GIVEN TASK: Can you transcribe every entry word for word, skipping the images?

---------- EXERCISE INPUT

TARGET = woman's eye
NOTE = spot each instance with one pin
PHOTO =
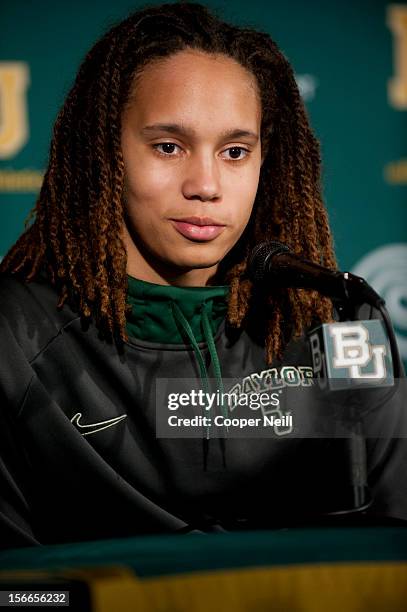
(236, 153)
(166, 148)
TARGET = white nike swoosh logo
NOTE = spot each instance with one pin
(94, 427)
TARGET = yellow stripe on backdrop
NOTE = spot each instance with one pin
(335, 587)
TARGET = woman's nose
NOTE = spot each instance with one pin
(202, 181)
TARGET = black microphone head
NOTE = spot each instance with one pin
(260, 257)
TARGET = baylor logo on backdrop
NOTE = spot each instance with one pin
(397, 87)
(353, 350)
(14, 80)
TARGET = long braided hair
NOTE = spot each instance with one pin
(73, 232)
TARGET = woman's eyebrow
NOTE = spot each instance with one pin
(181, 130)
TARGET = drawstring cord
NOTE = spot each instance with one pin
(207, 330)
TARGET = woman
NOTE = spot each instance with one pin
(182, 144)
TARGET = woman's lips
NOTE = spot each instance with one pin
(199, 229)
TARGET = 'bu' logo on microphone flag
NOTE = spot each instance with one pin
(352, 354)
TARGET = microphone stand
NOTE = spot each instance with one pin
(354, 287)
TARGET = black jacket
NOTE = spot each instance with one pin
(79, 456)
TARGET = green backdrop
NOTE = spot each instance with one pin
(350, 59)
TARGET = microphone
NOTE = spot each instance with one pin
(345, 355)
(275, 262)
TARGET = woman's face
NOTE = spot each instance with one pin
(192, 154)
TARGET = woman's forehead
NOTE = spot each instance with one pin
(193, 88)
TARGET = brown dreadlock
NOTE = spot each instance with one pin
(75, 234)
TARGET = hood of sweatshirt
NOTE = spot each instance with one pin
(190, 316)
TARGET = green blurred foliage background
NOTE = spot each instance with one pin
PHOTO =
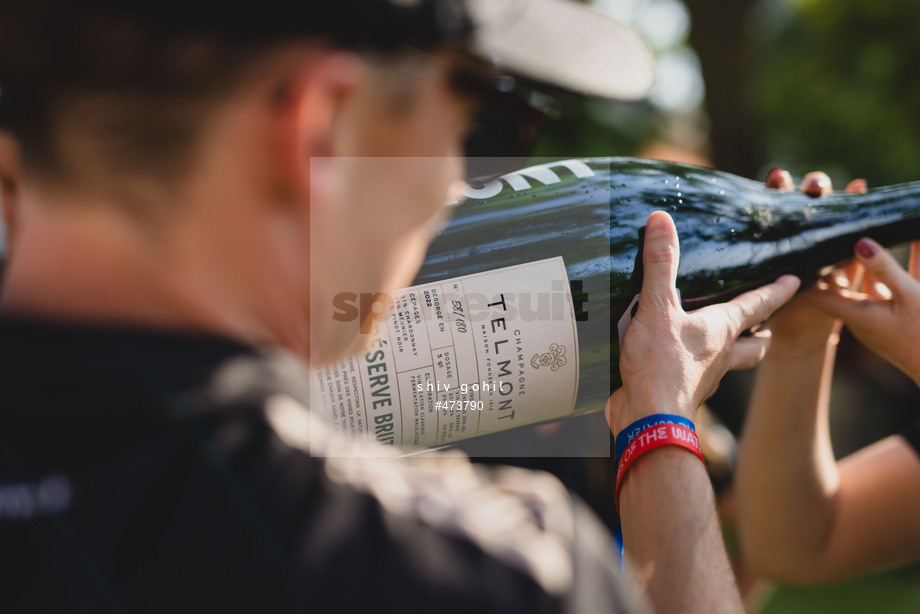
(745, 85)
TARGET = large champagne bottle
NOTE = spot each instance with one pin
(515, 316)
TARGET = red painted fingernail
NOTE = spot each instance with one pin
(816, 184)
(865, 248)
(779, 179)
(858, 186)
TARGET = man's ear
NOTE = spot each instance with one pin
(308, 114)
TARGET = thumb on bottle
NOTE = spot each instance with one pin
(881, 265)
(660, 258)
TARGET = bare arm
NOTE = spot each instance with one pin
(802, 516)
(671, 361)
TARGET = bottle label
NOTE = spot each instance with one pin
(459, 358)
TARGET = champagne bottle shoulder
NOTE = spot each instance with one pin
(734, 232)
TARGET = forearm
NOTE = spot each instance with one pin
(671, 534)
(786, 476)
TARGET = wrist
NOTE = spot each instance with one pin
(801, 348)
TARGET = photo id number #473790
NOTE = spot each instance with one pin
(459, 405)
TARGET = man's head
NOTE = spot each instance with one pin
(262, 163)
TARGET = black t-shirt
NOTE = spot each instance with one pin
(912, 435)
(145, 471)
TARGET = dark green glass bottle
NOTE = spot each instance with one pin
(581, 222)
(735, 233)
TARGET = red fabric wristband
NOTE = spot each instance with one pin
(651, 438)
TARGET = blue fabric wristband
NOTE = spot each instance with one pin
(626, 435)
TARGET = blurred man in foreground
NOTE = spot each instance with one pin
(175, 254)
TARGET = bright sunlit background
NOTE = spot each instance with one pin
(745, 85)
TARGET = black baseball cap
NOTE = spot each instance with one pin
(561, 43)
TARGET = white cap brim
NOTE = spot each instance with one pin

--------------------

EXERCISE SOLUTION:
TARGET = woman's eye
NOTE = spot each instance with one pin
PHOTO =
(236, 153)
(166, 148)
TARGET = white nike swoosh logo
NOTE = spot each instance with one pin
(94, 427)
TARGET = yellow stripe on backdrop
NOTE = spot each instance with one pin
(335, 587)
TARGET = woman's nose
NOTE = spot each instance with one pin
(202, 181)
TARGET = black microphone head
NOTE = spot each instance with one pin
(260, 257)
TARGET = baylor logo on backdrop
NOTE = spot each instance with one pin
(397, 87)
(353, 350)
(14, 80)
TARGET = long braided hair
NOTE = spot each instance with one pin
(73, 232)
TARGET = woman's eyebrow
NOTE = spot each instance with one pin
(181, 130)
TARGET = drawstring cord
NOTE = spot each instance with one pin
(207, 330)
TARGET = woman
NOTE = spot each instance with one pin
(182, 144)
TARGET = woman's lips
NOTE = spot each instance with one pin
(199, 229)
TARGET = 'bu' logo on microphone flag
NOTE = spot each instance with one pin
(352, 354)
TARGET = microphone stand
NOTE = spot each instance with one pin
(354, 287)
TARGET = black jacket
NOTE = spot each instance with one pin
(79, 456)
TARGET = green backdrop
NOTE = spot each instance with one pin
(350, 59)
TARGET = microphone
NOTE = spot each instance with one pin
(345, 355)
(275, 262)
TARGET = woman's face
NOTE = spot each instance with one pin
(192, 154)
TARGET = woman's forehead
NOTE = spot each instance with one pin
(193, 88)
TARGET = brown dreadlock
NOTE = spot each instance with one pin
(75, 234)
TARGET = hood of sweatshirt
NOTE = spot each instance with one pin
(190, 316)
TARGET = green blurred foliage background
NOTE = spot each instance with one pin
PHOTO =
(745, 85)
TARGET = large champagne bottle
NOTE = spot each instance with one pin
(515, 316)
TARGET = red painted fingernail
NOTE = spot each instance with one pin
(816, 184)
(865, 248)
(779, 179)
(858, 186)
TARGET = man's ear
NOTE = spot each instance with one pin
(308, 114)
TARGET = thumb on bottle
NOTE = spot each instance with one pin
(881, 265)
(660, 258)
TARGET = bare arm
NOTE = spot each instance with one pin
(802, 516)
(671, 361)
TARGET = bottle label
NOTE = spot each instance with one pin
(459, 358)
TARGET = champagne bottle shoulder
NOTE = spot each instance with one pin
(734, 232)
TARGET = forearm
NOTE = spot each instance with one pin
(671, 534)
(786, 476)
TARGET = wrist
NOTE = spot each instance with one pin
(801, 348)
TARGET = photo id number #473790
NOTE = spot each instance with one pin
(459, 405)
TARGET = man's head
NOTE = spot each instance with one pin
(262, 163)
TARGET = black t-shirt
NOTE = spot each instance with one pin
(912, 435)
(145, 471)
TARGET = dark green glass bottle
NOTE = spot each instance with one pin
(581, 222)
(735, 233)
TARGET = red fabric wristband
NOTE = spot each instance with one pin
(651, 438)
TARGET = blue fabric wristband
NOTE = spot each instance with one pin
(626, 435)
TARGET = blurred man in foreground
NOTE = spot each instance with one pin
(175, 254)
TARGET = bright sunlit background
NOTE = spot each instance with one pin
(745, 85)
TARGET = black baseball cap
NOTE = spot each instance with one pin
(561, 43)
TARGET = white cap brim
NOTE = spot each instance with one pin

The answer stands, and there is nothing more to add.